» TASK TO CARRY OUT: Lines from the top of the entries through the line that has "Target: guardrail" must be duplicated exactly, and no others.

» RECORD EXTRACTS:

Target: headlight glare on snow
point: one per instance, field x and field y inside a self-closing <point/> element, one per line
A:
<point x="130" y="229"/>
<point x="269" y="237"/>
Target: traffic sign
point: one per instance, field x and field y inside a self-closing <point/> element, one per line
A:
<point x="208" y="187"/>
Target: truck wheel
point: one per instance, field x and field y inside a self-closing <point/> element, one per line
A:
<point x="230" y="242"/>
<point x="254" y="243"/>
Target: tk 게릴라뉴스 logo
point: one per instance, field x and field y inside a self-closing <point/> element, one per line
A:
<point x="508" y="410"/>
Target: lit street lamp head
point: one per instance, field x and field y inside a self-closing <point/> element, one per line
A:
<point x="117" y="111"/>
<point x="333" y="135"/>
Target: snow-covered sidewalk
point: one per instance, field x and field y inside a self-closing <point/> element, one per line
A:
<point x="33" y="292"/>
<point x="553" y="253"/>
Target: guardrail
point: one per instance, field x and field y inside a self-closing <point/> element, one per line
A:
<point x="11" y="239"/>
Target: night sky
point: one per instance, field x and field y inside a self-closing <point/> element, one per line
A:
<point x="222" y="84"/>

» TASK RESPONSE:
Target: headlight glare on snow
point: one per instance, field x and field y inside a self-closing <point/> element, one per line
A:
<point x="130" y="229"/>
<point x="269" y="237"/>
Target: traffic sign
point: one per instance, field x and field y inside a self-closing <point/> element, one per line
A:
<point x="208" y="187"/>
Target: truck wheel
point: one per instance, field x and field y inside a self-closing <point/> element, one per line
A:
<point x="230" y="242"/>
<point x="254" y="243"/>
Target: tk 게릴라뉴스 logo
point: one per instance, field x and field y inside a self-closing <point/> element, one per line
A:
<point x="508" y="410"/>
Target: lit street lamp head
point: one per instance, field x and field y inside a self-closing <point/> element, one per line
A:
<point x="117" y="111"/>
<point x="333" y="135"/>
Target: snow-covered sidewalk
point: one per instance, field x and field y inside a self-closing <point/> element, one per line
A:
<point x="33" y="292"/>
<point x="553" y="253"/>
Target: guardrail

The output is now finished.